***** Provided data *****

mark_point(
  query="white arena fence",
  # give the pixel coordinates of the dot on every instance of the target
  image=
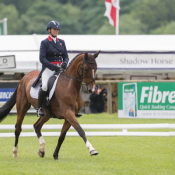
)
(123, 127)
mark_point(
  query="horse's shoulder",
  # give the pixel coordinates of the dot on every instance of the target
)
(33, 73)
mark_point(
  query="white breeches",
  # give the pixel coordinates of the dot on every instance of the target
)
(47, 73)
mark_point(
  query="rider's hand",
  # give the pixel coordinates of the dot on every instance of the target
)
(63, 66)
(57, 69)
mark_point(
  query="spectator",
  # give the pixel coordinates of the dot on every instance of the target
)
(98, 99)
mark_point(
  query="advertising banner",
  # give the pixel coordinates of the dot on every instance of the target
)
(146, 100)
(7, 62)
(143, 60)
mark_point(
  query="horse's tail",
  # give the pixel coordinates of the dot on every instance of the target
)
(6, 108)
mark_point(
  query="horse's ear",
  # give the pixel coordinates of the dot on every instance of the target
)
(96, 54)
(86, 55)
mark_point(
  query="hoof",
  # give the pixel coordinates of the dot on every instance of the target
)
(93, 152)
(55, 157)
(41, 154)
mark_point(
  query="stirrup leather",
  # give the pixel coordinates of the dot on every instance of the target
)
(40, 112)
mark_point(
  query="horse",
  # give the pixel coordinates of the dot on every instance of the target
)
(66, 101)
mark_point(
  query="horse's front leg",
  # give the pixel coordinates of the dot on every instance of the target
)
(70, 116)
(37, 126)
(64, 130)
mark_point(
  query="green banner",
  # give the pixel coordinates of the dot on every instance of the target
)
(146, 99)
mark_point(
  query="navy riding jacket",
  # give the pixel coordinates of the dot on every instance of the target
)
(51, 52)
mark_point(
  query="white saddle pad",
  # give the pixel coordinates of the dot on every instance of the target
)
(34, 91)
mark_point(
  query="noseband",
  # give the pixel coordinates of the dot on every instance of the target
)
(82, 75)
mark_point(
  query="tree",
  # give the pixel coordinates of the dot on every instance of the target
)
(11, 13)
(67, 15)
(165, 29)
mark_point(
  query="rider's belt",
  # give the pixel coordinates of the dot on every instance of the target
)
(56, 62)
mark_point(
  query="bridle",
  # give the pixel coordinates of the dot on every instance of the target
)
(82, 75)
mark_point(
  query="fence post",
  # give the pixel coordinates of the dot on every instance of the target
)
(109, 99)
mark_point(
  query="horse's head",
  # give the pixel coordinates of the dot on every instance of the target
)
(88, 70)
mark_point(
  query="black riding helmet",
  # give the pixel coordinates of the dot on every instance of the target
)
(53, 25)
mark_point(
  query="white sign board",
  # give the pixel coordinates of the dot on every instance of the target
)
(137, 60)
(7, 61)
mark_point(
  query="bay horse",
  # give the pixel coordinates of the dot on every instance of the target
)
(66, 101)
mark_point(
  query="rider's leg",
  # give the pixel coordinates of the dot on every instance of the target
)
(42, 93)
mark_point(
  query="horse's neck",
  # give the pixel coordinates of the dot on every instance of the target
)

*****

Short task:
Return every line of the entries above that contains the word "white".

Result of the exercise:
  query="white arena fence",
  query="white breeches",
  query="white saddle pad",
  query="white sign board",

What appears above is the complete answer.